## GOAL
Render the material below as a JSON list of strings, one string per line, with blank lines and pictures left out.

## ROWS
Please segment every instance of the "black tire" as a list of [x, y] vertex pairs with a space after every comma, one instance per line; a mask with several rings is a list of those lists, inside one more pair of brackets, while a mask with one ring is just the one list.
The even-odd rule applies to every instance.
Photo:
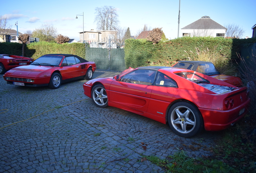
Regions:
[[52, 75], [48, 86], [52, 89], [57, 89], [61, 84], [61, 76], [57, 72], [54, 73]]
[[6, 72], [6, 70], [4, 68], [4, 64], [2, 63], [0, 63], [0, 74], [4, 74]]
[[107, 92], [103, 85], [97, 84], [95, 86], [91, 91], [91, 95], [93, 102], [97, 107], [105, 108], [108, 106]]
[[93, 69], [89, 67], [87, 70], [87, 72], [86, 72], [86, 74], [85, 74], [84, 78], [85, 79], [87, 80], [91, 79], [93, 78]]
[[201, 113], [193, 105], [181, 101], [173, 105], [168, 114], [168, 122], [171, 130], [177, 135], [191, 137], [203, 128]]

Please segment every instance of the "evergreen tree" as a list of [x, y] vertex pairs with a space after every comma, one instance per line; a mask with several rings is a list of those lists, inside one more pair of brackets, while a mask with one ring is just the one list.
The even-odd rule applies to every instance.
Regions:
[[125, 40], [127, 39], [129, 39], [131, 38], [131, 32], [130, 31], [130, 28], [128, 27], [127, 28], [127, 30], [126, 32], [125, 32], [125, 34], [124, 34], [124, 39]]

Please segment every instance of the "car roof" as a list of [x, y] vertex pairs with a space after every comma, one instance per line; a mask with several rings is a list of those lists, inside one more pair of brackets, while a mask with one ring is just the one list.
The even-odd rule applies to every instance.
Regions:
[[74, 56], [77, 58], [81, 61], [81, 62], [89, 62], [88, 60], [81, 58], [77, 55], [73, 55], [72, 54], [46, 54], [44, 55], [53, 55], [53, 56], [63, 56], [65, 57], [69, 56]]
[[201, 64], [213, 64], [213, 62], [209, 61], [179, 61], [179, 62], [181, 63], [188, 63], [193, 64], [194, 65], [198, 65]]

## OUTPUT BELOW
[
  "Please segment every instance of the \"black tire\" as a list of [x, y] vertex pairs with a space after every comma, one instance per line; a mask with several rings is a list of those lists, inside one more pair of brackets, while a mask with one ring is just the one list.",
  "The even-odd rule applies to every instance.",
  "Photo:",
  "Regions:",
  "[[52, 75], [48, 86], [52, 89], [57, 89], [61, 84], [61, 76], [57, 72], [54, 73]]",
  "[[6, 72], [6, 70], [4, 68], [4, 64], [2, 63], [0, 63], [0, 74], [4, 74]]",
  "[[107, 92], [103, 85], [97, 84], [95, 86], [91, 91], [91, 95], [93, 102], [97, 107], [105, 108], [108, 106]]",
  "[[93, 69], [89, 67], [87, 70], [87, 72], [86, 72], [86, 74], [85, 74], [84, 78], [85, 79], [87, 80], [91, 79], [93, 78]]",
  "[[201, 113], [193, 105], [181, 101], [173, 105], [168, 114], [168, 122], [171, 130], [177, 135], [191, 137], [203, 128]]",
  "Please segment every instance of the \"evergreen tree\" as a list of [x, y] vertex pairs with a space after every comma, one instance per line; a mask with several rings is a list of those lists, inside one more pair of brackets, while a mask with one ring is just the one list.",
  "The even-odd rule applies to every instance.",
  "Regions:",
  "[[125, 40], [127, 39], [129, 39], [131, 38], [131, 32], [130, 31], [130, 28], [128, 27], [127, 28], [127, 30], [126, 32], [125, 32], [125, 34], [124, 34], [124, 39]]",
  "Please segment every instance of the \"car roof\" as a list of [x, y] vertex pairs with a space after every comma, one instance per line; a mask with several rings is a list of those lists, inside one more pair of brackets, while a mask with one ring is just the one list.",
  "The even-odd rule applies to every instance.",
  "Regions:",
  "[[74, 56], [77, 58], [81, 61], [81, 62], [89, 62], [88, 60], [81, 58], [77, 55], [73, 55], [72, 54], [46, 54], [44, 55], [53, 55], [53, 56], [63, 56], [65, 57], [69, 56]]",
  "[[201, 64], [213, 64], [213, 62], [209, 61], [179, 61], [179, 62], [181, 63], [188, 63], [193, 64], [194, 65], [198, 65]]"
]